▸ **GOAL OF THE EXERCISE**: Copy the lines below exactly as they appear, keeping every character unchanged.

▸ **DATA TO USE**:
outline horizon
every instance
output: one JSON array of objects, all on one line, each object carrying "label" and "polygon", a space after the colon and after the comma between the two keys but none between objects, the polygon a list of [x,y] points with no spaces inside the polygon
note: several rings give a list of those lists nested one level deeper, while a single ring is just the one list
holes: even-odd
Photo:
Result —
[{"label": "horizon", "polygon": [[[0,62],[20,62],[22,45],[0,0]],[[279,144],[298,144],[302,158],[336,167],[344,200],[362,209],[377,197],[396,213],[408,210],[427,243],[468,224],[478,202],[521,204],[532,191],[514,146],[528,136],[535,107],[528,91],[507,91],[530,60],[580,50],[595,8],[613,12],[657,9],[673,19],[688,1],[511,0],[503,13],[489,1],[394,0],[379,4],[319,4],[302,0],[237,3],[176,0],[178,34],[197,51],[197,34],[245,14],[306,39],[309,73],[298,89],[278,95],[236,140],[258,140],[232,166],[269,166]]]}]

▸ **EXPECTED ANSWER**:
outline horizon
every instance
output: one JSON array of objects, all on one line, each object carrying "label" and "polygon", a space after the colon and after the comma between the two keys but none between objects, the polygon a list of [x,y] points with no spaces inside the polygon
note: several rings give a list of those lists nested one level deeper, while a single ring is just the one list
holes: even-odd
Photo:
Result —
[{"label": "horizon", "polygon": [[[0,62],[20,62],[22,45],[0,0]],[[279,144],[298,144],[302,158],[336,167],[344,200],[362,209],[377,197],[396,213],[408,210],[427,243],[468,224],[478,202],[521,204],[532,191],[514,146],[528,136],[535,107],[528,91],[507,91],[530,60],[580,50],[595,8],[613,12],[657,9],[673,19],[688,1],[511,0],[503,13],[489,1],[394,0],[379,4],[319,4],[302,0],[237,3],[176,0],[178,34],[197,51],[197,34],[245,14],[306,39],[309,73],[298,89],[278,95],[236,140],[258,140],[232,166],[269,166]]]}]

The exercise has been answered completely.